Data for analysis.
┌──
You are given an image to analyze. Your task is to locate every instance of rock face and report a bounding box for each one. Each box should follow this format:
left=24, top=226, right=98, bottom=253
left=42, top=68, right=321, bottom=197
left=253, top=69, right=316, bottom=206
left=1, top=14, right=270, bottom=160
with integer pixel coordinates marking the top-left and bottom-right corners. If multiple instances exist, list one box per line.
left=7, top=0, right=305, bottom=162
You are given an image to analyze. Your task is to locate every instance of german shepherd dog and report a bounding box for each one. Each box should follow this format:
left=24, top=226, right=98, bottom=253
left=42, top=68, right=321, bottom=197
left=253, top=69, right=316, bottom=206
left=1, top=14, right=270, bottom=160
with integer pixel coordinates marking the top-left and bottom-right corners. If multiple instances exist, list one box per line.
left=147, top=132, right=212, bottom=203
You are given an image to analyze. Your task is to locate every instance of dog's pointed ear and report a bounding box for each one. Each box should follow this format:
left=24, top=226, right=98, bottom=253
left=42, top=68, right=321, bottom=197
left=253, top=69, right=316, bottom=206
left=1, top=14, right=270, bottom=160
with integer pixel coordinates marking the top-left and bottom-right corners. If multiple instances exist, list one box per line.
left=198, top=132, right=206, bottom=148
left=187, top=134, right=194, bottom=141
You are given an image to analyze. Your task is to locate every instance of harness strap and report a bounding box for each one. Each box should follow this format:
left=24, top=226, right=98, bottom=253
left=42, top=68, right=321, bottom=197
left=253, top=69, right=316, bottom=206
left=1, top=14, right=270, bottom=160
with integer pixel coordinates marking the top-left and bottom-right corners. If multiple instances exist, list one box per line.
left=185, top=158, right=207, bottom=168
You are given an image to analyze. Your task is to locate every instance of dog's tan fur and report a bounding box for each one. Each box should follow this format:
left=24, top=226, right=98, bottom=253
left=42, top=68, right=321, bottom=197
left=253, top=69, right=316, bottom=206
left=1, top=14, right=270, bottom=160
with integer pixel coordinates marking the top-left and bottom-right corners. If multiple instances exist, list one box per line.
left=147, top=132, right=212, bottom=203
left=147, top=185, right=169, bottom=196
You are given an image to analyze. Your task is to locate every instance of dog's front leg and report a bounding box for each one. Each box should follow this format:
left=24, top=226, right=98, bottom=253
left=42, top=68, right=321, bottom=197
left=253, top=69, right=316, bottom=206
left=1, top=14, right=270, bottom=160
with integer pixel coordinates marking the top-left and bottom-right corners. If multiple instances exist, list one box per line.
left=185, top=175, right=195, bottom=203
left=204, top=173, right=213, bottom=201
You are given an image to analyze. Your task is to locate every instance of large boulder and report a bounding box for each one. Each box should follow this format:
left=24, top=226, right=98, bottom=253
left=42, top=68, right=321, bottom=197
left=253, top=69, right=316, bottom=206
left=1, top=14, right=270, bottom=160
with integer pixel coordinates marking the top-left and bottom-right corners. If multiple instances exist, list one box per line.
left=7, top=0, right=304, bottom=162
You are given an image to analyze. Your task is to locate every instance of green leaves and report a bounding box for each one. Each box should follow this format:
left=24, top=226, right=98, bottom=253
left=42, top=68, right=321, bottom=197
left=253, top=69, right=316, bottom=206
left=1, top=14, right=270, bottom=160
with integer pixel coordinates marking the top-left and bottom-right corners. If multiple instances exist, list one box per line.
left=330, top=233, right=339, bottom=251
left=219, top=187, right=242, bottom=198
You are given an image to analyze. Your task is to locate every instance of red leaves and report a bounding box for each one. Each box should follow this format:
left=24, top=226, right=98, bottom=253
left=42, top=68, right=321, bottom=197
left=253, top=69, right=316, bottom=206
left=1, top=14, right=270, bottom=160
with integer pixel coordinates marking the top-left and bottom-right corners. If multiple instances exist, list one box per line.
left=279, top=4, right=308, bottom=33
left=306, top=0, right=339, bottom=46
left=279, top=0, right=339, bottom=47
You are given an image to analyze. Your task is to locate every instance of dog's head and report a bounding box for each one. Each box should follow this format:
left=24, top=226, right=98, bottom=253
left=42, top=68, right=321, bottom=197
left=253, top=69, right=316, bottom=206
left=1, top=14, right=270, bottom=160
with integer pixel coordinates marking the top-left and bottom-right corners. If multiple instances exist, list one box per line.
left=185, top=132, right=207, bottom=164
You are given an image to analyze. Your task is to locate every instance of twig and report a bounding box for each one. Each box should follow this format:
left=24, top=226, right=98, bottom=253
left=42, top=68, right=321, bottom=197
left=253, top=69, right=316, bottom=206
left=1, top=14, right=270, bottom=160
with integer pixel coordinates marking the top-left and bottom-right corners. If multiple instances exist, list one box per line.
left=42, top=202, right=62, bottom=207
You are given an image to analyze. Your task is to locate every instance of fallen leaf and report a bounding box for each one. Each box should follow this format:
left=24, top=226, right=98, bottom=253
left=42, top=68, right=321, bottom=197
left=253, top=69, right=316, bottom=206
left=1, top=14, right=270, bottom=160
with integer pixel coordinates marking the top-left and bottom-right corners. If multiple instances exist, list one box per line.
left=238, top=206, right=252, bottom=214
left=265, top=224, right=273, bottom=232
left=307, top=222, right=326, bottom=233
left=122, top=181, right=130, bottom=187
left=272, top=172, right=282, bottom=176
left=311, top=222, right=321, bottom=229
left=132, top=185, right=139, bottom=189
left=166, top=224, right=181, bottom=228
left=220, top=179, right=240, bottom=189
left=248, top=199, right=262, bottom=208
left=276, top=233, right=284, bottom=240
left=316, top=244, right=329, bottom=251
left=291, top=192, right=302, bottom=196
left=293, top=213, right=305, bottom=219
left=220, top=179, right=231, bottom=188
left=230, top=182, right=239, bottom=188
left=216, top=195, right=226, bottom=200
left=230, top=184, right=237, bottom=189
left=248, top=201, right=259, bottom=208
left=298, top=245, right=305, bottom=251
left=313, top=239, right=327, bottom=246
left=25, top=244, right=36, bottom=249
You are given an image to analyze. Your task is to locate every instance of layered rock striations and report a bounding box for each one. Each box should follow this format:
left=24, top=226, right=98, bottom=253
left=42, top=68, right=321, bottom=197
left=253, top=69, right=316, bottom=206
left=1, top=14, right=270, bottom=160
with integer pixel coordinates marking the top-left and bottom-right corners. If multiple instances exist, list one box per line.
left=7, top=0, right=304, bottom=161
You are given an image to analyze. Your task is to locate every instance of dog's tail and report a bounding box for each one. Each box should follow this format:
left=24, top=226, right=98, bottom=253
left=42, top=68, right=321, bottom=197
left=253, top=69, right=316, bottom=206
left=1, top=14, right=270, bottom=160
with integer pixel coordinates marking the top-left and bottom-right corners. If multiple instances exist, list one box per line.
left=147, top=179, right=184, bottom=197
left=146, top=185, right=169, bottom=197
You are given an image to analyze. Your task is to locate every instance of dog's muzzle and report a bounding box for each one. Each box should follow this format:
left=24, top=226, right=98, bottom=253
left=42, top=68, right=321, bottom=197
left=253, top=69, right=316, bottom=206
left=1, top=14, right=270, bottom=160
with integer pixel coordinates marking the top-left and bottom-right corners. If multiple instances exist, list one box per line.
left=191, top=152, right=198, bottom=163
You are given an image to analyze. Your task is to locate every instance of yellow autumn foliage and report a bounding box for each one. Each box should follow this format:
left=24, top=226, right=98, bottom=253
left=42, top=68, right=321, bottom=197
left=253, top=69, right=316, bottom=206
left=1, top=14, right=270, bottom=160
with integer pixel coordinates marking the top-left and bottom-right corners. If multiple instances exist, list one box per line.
└──
What to work on.
Would you show each line of the material above that contains the string "rock"?

Exercise result.
You are given an image to analyze. Your task is to locate every instance of rock face and report a bounding box for each one. Each box should follow this format:
You are given an image to analyze. Your task is to locate every instance of layered rock striations and report a bounding box for each one. Each box should follow this format:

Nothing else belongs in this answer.